# PROBLEM TO SOLVE:
Would you copy out each line of the records below that includes the word "negative"?

# Stored data entries:
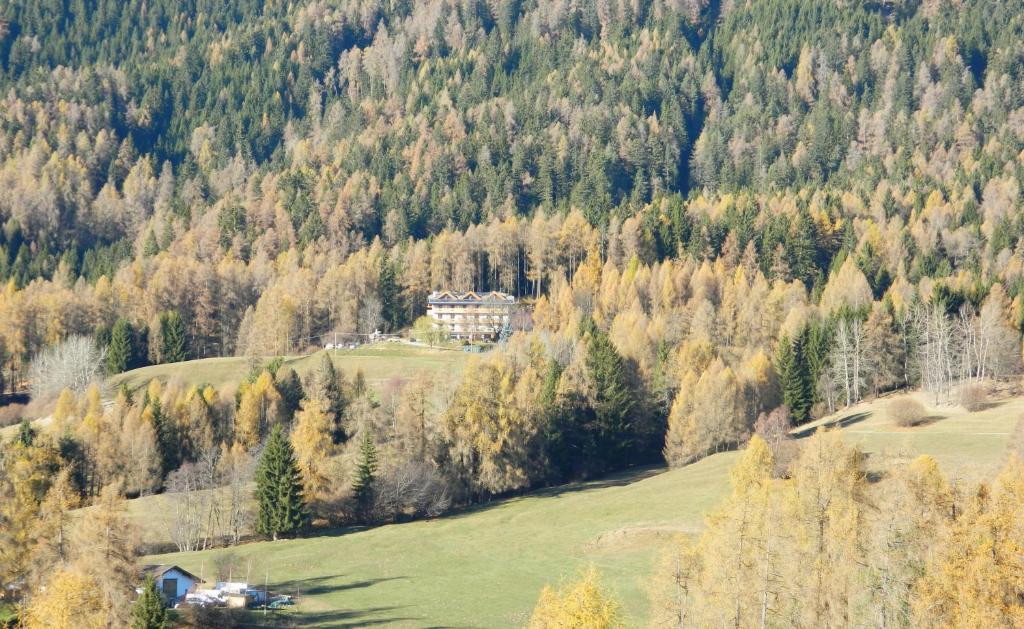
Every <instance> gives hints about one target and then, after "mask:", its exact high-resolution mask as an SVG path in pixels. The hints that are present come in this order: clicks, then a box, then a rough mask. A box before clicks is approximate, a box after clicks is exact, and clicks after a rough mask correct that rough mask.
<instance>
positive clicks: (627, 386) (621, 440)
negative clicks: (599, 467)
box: [586, 324, 640, 467]
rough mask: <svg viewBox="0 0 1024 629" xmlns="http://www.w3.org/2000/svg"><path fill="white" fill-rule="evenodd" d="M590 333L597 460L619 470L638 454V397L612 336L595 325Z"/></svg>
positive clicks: (592, 379) (592, 327)
mask: <svg viewBox="0 0 1024 629" xmlns="http://www.w3.org/2000/svg"><path fill="white" fill-rule="evenodd" d="M589 332H590V343H589V344H588V347H587V359H586V364H587V372H588V375H589V376H590V379H591V382H592V384H593V391H594V399H593V401H592V403H593V408H594V416H595V422H594V427H593V429H594V432H595V433H594V435H593V436H594V439H595V441H594V445H595V447H596V450H597V452H595V453H594V456H595V460H597V461H603V462H604V463H605V464H607V465H610V466H611V467H618V466H621V465H623V464H625V463H628V462H629V459H630V458H631V457H632V456H635V455H636V454H637V452H636V450H637V446H638V445H639V437H640V434H639V430H638V424H637V422H636V417H635V415H636V411H637V407H638V404H637V397H636V394H635V392H634V386H633V383H631V382H630V381H629V379H628V374H627V371H628V370H627V369H626V368H625V365H624V361H623V357H622V355H621V354H620V353H618V351H617V350H616V349H615V346H614V345H612V344H611V340H610V339H609V338H608V335H607V334H606V333H605V332H603V331H602V330H600V329H598V328H597V327H596V326H594V325H593V324H591V325H590V326H589Z"/></svg>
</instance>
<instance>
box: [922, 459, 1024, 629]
mask: <svg viewBox="0 0 1024 629" xmlns="http://www.w3.org/2000/svg"><path fill="white" fill-rule="evenodd" d="M913 618H914V621H915V622H916V623H918V624H920V625H922V626H942V627H956V628H965V629H966V628H968V627H1024V464H1022V463H1021V460H1020V459H1019V458H1017V457H1016V456H1013V457H1012V458H1011V460H1010V462H1009V463H1008V464H1007V466H1006V467H1005V468H1004V470H1002V472H1001V473H1000V474H999V477H998V478H997V479H996V481H995V484H994V486H993V487H992V489H991V490H989V489H988V488H987V487H985V486H982V487H981V488H979V490H978V492H977V493H976V494H975V496H973V497H972V499H971V500H970V502H969V504H968V507H967V510H966V511H965V512H964V513H963V514H962V515H961V516H959V517H958V518H957V520H956V521H955V522H953V523H952V526H951V528H950V530H949V531H948V532H947V533H946V538H945V539H944V543H943V544H942V545H941V547H940V549H939V551H938V553H937V555H936V556H935V557H934V558H933V559H932V560H931V561H929V563H928V569H927V571H926V574H925V575H924V577H923V578H922V579H921V581H920V582H919V583H918V587H916V591H915V596H914V600H913Z"/></svg>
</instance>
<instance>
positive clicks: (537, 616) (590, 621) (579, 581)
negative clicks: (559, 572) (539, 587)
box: [528, 569, 623, 629]
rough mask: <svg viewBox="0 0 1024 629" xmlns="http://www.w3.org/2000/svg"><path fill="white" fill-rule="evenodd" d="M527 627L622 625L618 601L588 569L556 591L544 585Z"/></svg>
mask: <svg viewBox="0 0 1024 629" xmlns="http://www.w3.org/2000/svg"><path fill="white" fill-rule="evenodd" d="M528 626H529V629H613V628H615V627H622V626H623V623H622V613H621V611H620V606H618V603H617V602H615V600H614V599H612V598H611V597H609V596H608V594H607V593H606V592H605V591H603V590H602V589H601V586H600V583H599V577H598V574H597V571H596V570H594V569H590V570H589V571H587V572H586V573H584V575H583V576H582V577H581V578H580V579H579V580H577V581H574V582H572V583H568V584H566V585H564V586H562V587H561V588H559V589H558V590H555V589H553V588H551V586H545V588H544V590H543V591H542V592H541V598H540V600H539V601H538V602H537V606H536V607H534V614H532V616H531V617H530V619H529V625H528Z"/></svg>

# ANSWER AREA:
negative clicks: (599, 467)
negative clicks: (559, 572) (539, 587)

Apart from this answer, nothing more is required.